> Task prompt: From the first line to the last, restate the records word for word, skipping the pictures.

####################

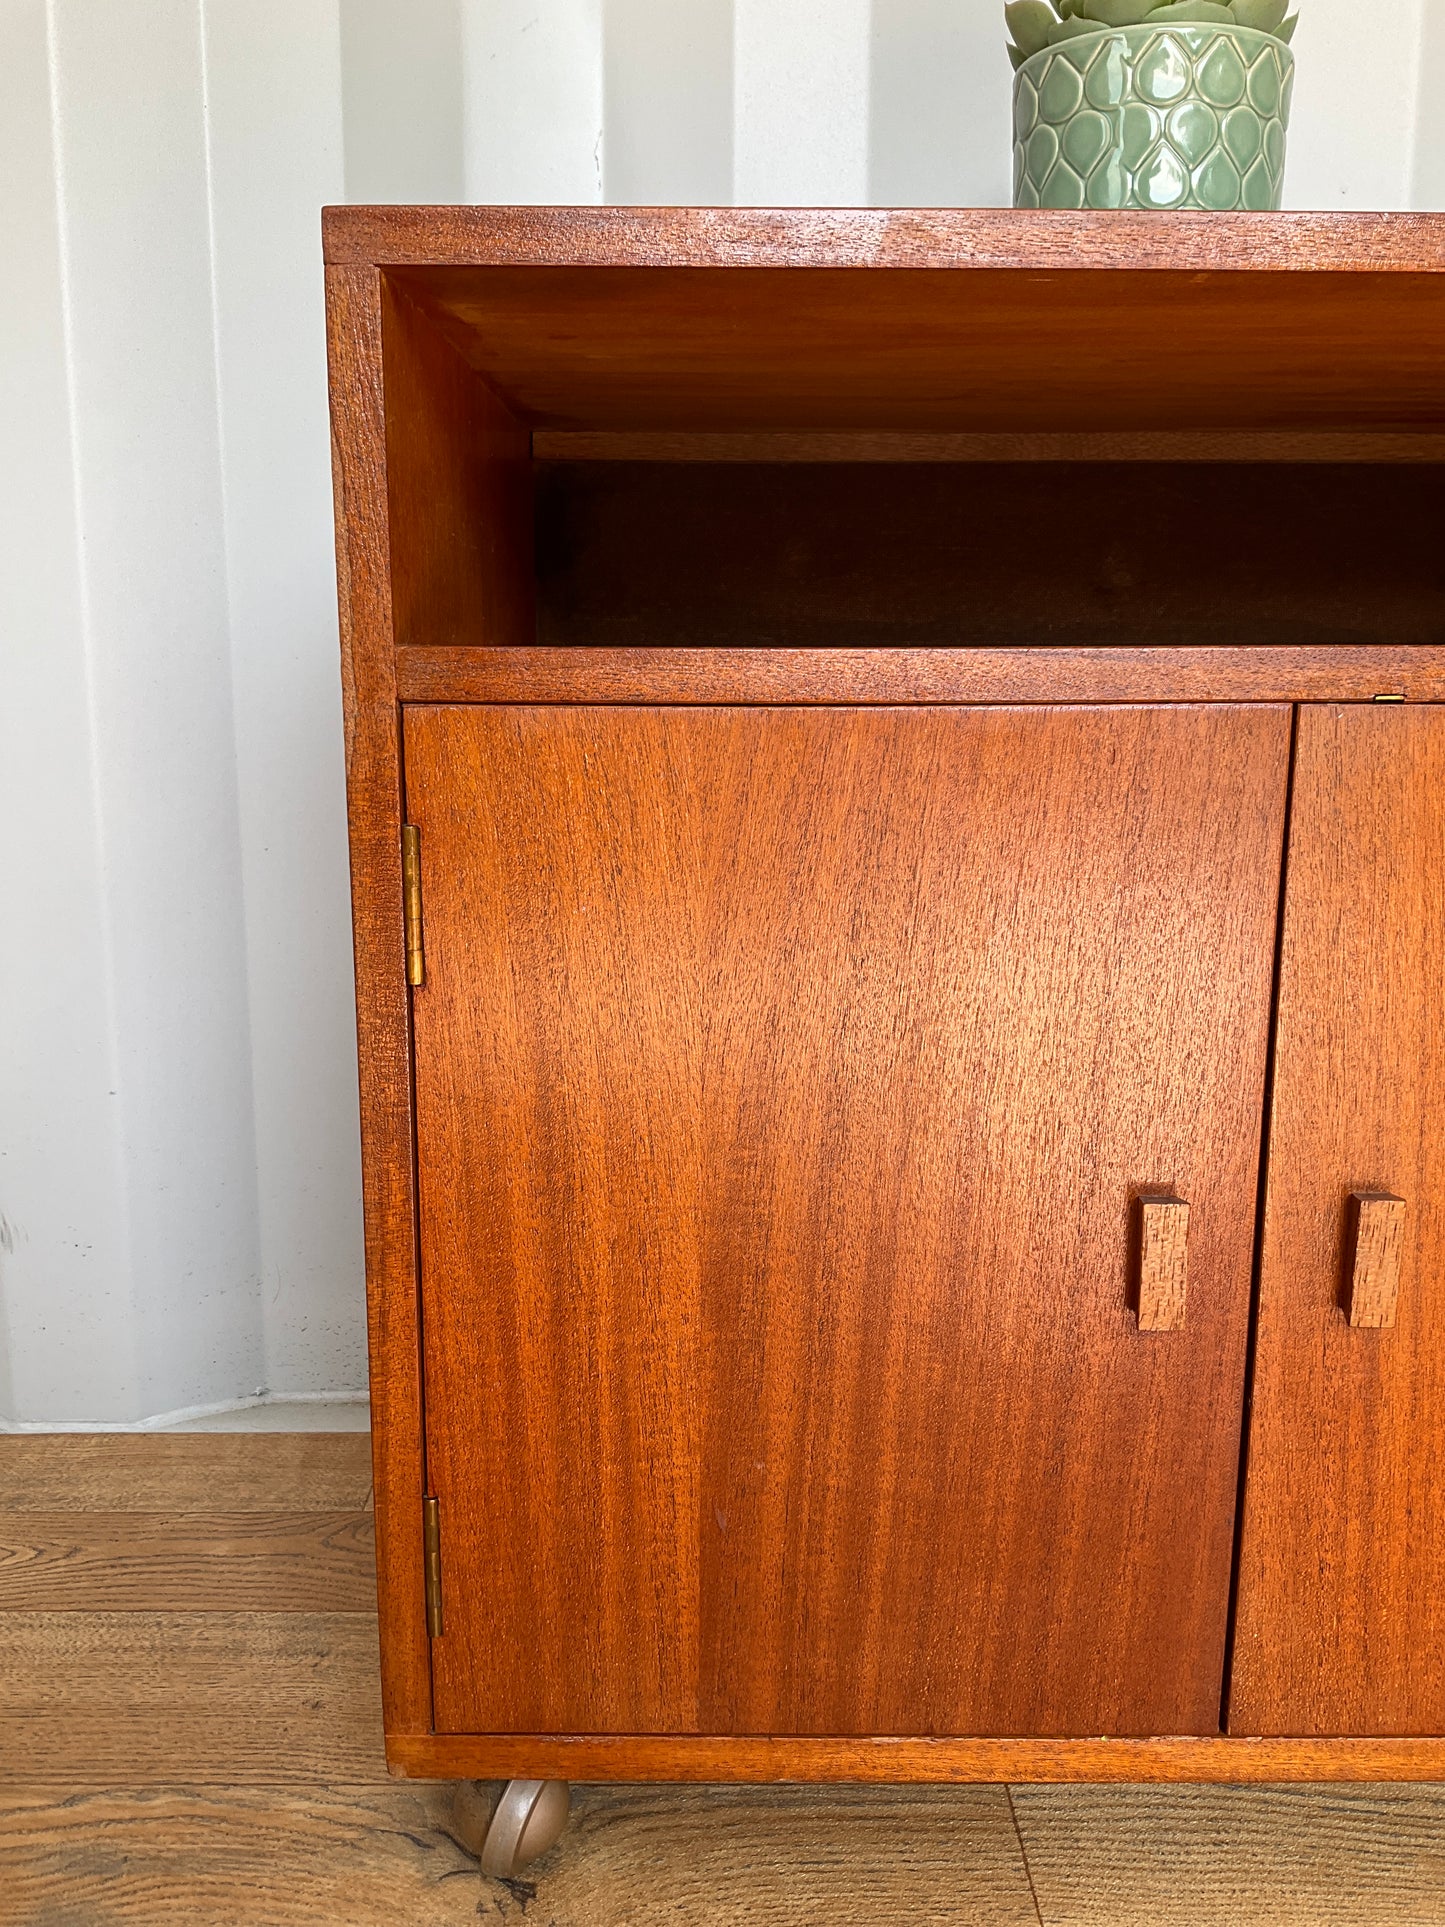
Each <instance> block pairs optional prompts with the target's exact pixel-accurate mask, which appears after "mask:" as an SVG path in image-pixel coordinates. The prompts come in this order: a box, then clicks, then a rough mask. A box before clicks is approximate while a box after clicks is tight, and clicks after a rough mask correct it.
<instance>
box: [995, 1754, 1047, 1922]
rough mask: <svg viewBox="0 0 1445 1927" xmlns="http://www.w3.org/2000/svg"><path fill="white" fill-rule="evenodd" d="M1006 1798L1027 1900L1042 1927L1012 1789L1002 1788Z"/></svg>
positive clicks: (1041, 1912)
mask: <svg viewBox="0 0 1445 1927" xmlns="http://www.w3.org/2000/svg"><path fill="white" fill-rule="evenodd" d="M1004 1792H1006V1796H1008V1817H1010V1819H1011V1821H1013V1838H1015V1840H1017V1842H1019V1860H1021V1861H1023V1877H1025V1881H1027V1883H1029V1898H1031V1900H1033V1912H1035V1919H1037V1921H1038V1927H1044V1910H1042V1908H1040V1906H1038V1888H1037V1887H1035V1885H1033V1867H1031V1865H1029V1848H1027V1846H1025V1844H1023V1829H1021V1827H1019V1815H1017V1809H1015V1806H1013V1788H1011V1786H1006V1788H1004Z"/></svg>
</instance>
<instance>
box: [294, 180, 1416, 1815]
mask: <svg viewBox="0 0 1445 1927" xmlns="http://www.w3.org/2000/svg"><path fill="white" fill-rule="evenodd" d="M326 235H328V293H329V328H331V403H333V424H335V436H333V445H335V480H337V526H339V568H341V613H343V646H345V692H347V744H349V796H351V836H353V884H355V921H356V983H358V1033H360V1073H362V1135H364V1177H366V1243H368V1295H370V1330H372V1401H374V1441H376V1503H378V1536H380V1544H378V1551H380V1597H381V1659H383V1696H385V1727H387V1755H389V1759H391V1763H393V1767H395V1769H397V1771H403V1773H418V1775H435V1777H497V1775H524V1773H530V1775H536V1777H599V1779H626V1777H634V1779H647V1777H657V1779H830V1777H838V1779H1062V1777H1087V1779H1106V1777H1108V1779H1302V1777H1341V1779H1364V1777H1389V1779H1408V1777H1420V1779H1430V1777H1445V1123H1443V1120H1441V1110H1439V1093H1441V1091H1445V707H1443V705H1445V594H1443V592H1445V580H1443V578H1441V574H1439V561H1437V555H1439V543H1437V528H1439V516H1441V509H1445V222H1441V220H1437V218H1432V216H1333V218H1326V216H1181V218H1168V216H1158V218H1154V216H1038V214H1027V216H1023V214H1002V212H969V214H902V212H892V214H890V212H855V214H836V212H830V214H823V212H790V214H761V212H736V210H667V212H659V210H651V212H645V210H536V208H526V210H518V208H514V210H507V208H434V210H424V208H416V210H408V208H351V210H329V214H328V224H326Z"/></svg>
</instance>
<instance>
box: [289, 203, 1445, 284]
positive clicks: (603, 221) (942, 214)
mask: <svg viewBox="0 0 1445 1927" xmlns="http://www.w3.org/2000/svg"><path fill="white" fill-rule="evenodd" d="M322 237H324V247H326V258H328V262H345V264H349V266H372V264H378V266H389V264H430V262H441V264H455V266H472V264H474V266H534V264H536V266H541V264H549V266H561V268H566V266H617V268H653V266H667V264H678V266H694V268H726V266H736V268H827V266H854V268H1023V270H1035V268H1060V270H1071V272H1079V270H1096V268H1114V270H1141V272H1146V274H1158V272H1168V270H1173V272H1191V274H1200V272H1214V274H1247V272H1254V274H1260V272H1264V274H1295V276H1302V277H1312V276H1326V274H1420V272H1426V274H1428V272H1433V270H1439V266H1441V262H1443V260H1445V220H1443V218H1441V216H1439V214H1343V212H1341V214H1208V216H1204V220H1200V218H1198V216H1195V214H1067V212H1038V210H1033V212H1017V210H1010V208H601V206H566V208H541V206H453V208H445V206H443V208H407V206H372V208H368V206H339V208H324V210H322Z"/></svg>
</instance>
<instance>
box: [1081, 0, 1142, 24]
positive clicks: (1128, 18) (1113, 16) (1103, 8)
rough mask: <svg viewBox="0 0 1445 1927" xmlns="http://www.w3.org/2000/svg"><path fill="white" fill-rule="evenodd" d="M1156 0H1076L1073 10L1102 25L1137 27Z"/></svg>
mask: <svg viewBox="0 0 1445 1927" xmlns="http://www.w3.org/2000/svg"><path fill="white" fill-rule="evenodd" d="M1154 6H1158V0H1077V6H1075V12H1077V13H1083V15H1085V17H1087V19H1096V21H1100V23H1102V25H1104V27H1139V25H1141V21H1144V19H1148V13H1150V10H1152V8H1154Z"/></svg>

####################

> Problem solution:
Each <instance> block pairs optional prompts with the target's exact pixel-accurate mask, which appears after "mask:" as an SVG path in image-pixel coordinates. The prompts come in this order: a box, then clicks, then a rough mask. A box before clicks is approximate while a box after clicks is tight, and clicks after a rough mask correct it.
<instance>
box: [995, 1754, 1047, 1922]
rough mask: <svg viewBox="0 0 1445 1927" xmlns="http://www.w3.org/2000/svg"><path fill="white" fill-rule="evenodd" d="M1006 1798L1027 1900L1042 1927L1012 1789L1002 1788Z"/></svg>
positive clicks: (1041, 1912)
mask: <svg viewBox="0 0 1445 1927" xmlns="http://www.w3.org/2000/svg"><path fill="white" fill-rule="evenodd" d="M1004 1792H1006V1796H1008V1817H1010V1819H1011V1821H1013V1838H1015V1840H1017V1842H1019V1860H1021V1861H1023V1877H1025V1881H1027V1883H1029V1898H1031V1900H1033V1912H1035V1919H1037V1921H1038V1927H1044V1910H1042V1908H1040V1906H1038V1888H1037V1887H1035V1885H1033V1867H1031V1865H1029V1848H1027V1846H1025V1844H1023V1829H1021V1827H1019V1815H1017V1809H1015V1806H1013V1788H1011V1786H1006V1788H1004Z"/></svg>
</instance>
<instance>
box: [294, 180, 1416, 1815]
mask: <svg viewBox="0 0 1445 1927" xmlns="http://www.w3.org/2000/svg"><path fill="white" fill-rule="evenodd" d="M326 235H328V293H329V328H331V403H333V424H335V436H333V445H335V480H337V526H339V568H341V613H343V646H345V692H347V744H349V796H351V836H353V884H355V921H356V983H358V1033H360V1073H362V1135H364V1177H366V1243H368V1295H370V1330H372V1401H374V1441H376V1503H378V1536H380V1544H378V1551H380V1597H381V1659H383V1696H385V1727H387V1755H389V1759H391V1763H393V1767H395V1769H397V1771H403V1773H418V1775H435V1777H497V1775H524V1773H530V1775H536V1777H599V1779H626V1777H634V1779H647V1777H657V1779H830V1777H838V1779H1062V1777H1087V1779H1106V1777H1108V1779H1302V1777H1341V1779H1364V1777H1389V1779H1408V1777H1420V1779H1430V1777H1445V1123H1443V1120H1441V1110H1439V1093H1441V1091H1445V707H1443V705H1445V594H1443V592H1445V580H1443V578H1441V574H1439V561H1437V555H1439V543H1437V528H1439V516H1441V509H1445V222H1441V220H1437V218H1432V216H1333V218H1326V216H1181V218H1168V216H1158V218H1154V216H1038V214H1027V216H1023V214H1002V212H969V214H902V212H892V214H890V212H855V214H836V212H830V214H823V212H790V214H761V212H736V210H667V212H659V210H651V212H645V210H536V208H526V210H518V208H514V210H507V208H434V210H424V208H416V210H408V208H351V210H329V214H328V224H326Z"/></svg>
</instance>
<instance>
box: [289, 203, 1445, 284]
positive clicks: (603, 221) (942, 214)
mask: <svg viewBox="0 0 1445 1927" xmlns="http://www.w3.org/2000/svg"><path fill="white" fill-rule="evenodd" d="M322 237H324V247H326V258H328V262H345V264H349V266H372V264H378V266H389V264H430V262H441V264H455V266H472V264H474V266H534V264H536V266H541V264H549V266H561V268H566V266H617V268H653V266H667V264H678V266H694V268H726V266H736V268H827V266H854V268H1023V270H1035V268H1060V270H1071V272H1079V270H1096V268H1114V270H1141V272H1146V274H1158V272H1168V270H1173V272H1191V274H1200V272H1214V274H1247V272H1254V274H1260V272H1264V274H1295V276H1302V277H1312V276H1326V274H1420V272H1426V274H1428V272H1433V270H1439V266H1441V262H1443V260H1445V220H1443V218H1441V216H1439V214H1343V212H1341V214H1208V216H1204V220H1200V218H1198V216H1195V214H1067V212H1038V210H1033V212H1017V210H1010V208H601V206H566V208H541V206H453V208H445V206H443V208H407V206H372V208H368V206H339V208H324V210H322Z"/></svg>
</instance>
<instance>
box: [1081, 0, 1142, 24]
positive clicks: (1128, 18) (1113, 16) (1103, 8)
rough mask: <svg viewBox="0 0 1445 1927" xmlns="http://www.w3.org/2000/svg"><path fill="white" fill-rule="evenodd" d="M1156 0H1076L1073 10L1102 25L1137 27Z"/></svg>
mask: <svg viewBox="0 0 1445 1927" xmlns="http://www.w3.org/2000/svg"><path fill="white" fill-rule="evenodd" d="M1154 6H1158V0H1077V6H1075V12H1077V13H1083V15H1085V17H1087V19H1096V21H1100V23H1102V25H1104V27H1139V25H1141V21H1144V19H1148V13H1150V10H1152V8H1154Z"/></svg>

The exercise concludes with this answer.